== Votre travail ==
a. Dans le texte sur le conflit dans les organisations, relevez tous les chemins que l'on peut choisir à force de vouloir préserver la paix.
b. Recopiez le passage du texte sur le conflit dans les organisations qui commence aux mots « Il nous dit » et s'arrête après « bien ces mécanismes. ».

== Texte fourni ==
***
Quand la communication relationnelle ne se met pas au service de l’organisation…et qu’en voulant éviter le conflit, on l’appelle
- slejeunefc
- 1 juin
- 10 min de lecture
Aujourd'hui, aléas de trains, je suis bloquée à la gare, et j'ai eu envie de faire un point sur le conflit dans les organisations. Ma vision... parce que le week-end a été émotionnellement riche peut être et je me suis trouvée à exposer mes réflexions dans un contexte où je ne m'y attendais pas.

1. Le paradoxe de l’évitement
Ce que j’observe régulièrement dans les organisations — et cela s’est confirmé récemment quand je me suis trouvée au cœur d’un conflit d’organisation —, c’est ce mécanisme bien connu : à force de vouloir préserver la paix, protéger les équilibres, éviter de heurter, on peut choisir le chemin de l’éviction, de l’opacité, ou d’une autorité appliquée "pour le bien commun".
Pourtant, ce type de choix produit souvent deux effets.
D’abord, on agit sans se mettre dans la réalité de l’autre, sans relation, sans dialogue vrai. Et c’est précisément là que l’on finit, presque inévitablement, par provoquer ce que l’on voulait éviter : le conflit. Mais puissance 10. Avec de la colère en plus. Avec de la blessure, parfois. Parce que le conflit n’était pas évité : il était reporté, déplacé, étouffé.
Ensuite, on installe une vigilance chez l’autre, une forme d’inquiétude sourde. L’absence d’explication ou de clarification alerte notre cerveau. Car quand nous ne comprenons pas une situation, quand nous ressentons une dissonance, notre cerveau ne nous dit pas : « Ne t’inquiète pas, tout va bien. »
Il nous dit : « Attention, danger. » C’est un réflexe de protection, ancien, fondamental. Le cerveau humain n’aime pas le vide de sens. Il préfère remplir. Et ce qu’il utilise pour combler les blancs, ce ne sont pas des hypothèses bienveillantes, mais souvent les scénarios les plus menaçants.
Quels sont les auteurs qui vont dans ce sens ? En voici quelques-uns, dont les travaux éclairent bien ces mécanismes.
Daniel Kahneman, psychologue et prix Nobel d’économie, notre cerveau, quand il ne comprend pas ce qui se passe, ne cherche pas forcément à comprendre. Il cherche à se protéger. Il remplit le vide avec ce qu’il connaît : des scénarios, souvent négatifs. C’est une vieille stratégie de survie.
François Dubet, sociologue français, lui, parle de « conflits différés » : ces tensions qu’on ne traite pas, croyant bien faire, mais qui s’accumulent… jusqu’à exploser un jour, souvent là où on ne s’y attend pas.
***
== Données fournies ==
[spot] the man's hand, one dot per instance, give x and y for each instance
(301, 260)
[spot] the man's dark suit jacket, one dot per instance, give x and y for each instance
***
== En réponse ==
a. l'éviction ; l'opacité ; une autorité appliquée « pour le bien commun »

b.
Il nous dit : « Attention, danger. » C’est un réflexe de protection, ancien, fondamental. Le cerveau humain n’aime pas le vide de sens. Il préfère remplir. Et ce qu’il utilise pour combler les blancs, ce ne sont pas des hypothèses bienveillantes, mais souvent les scénarios les plus menaçants.
Quels sont les auteurs qui vont dans ce sens ? En voici quelques-uns, dont les travaux éclairent bien ces mécanismes.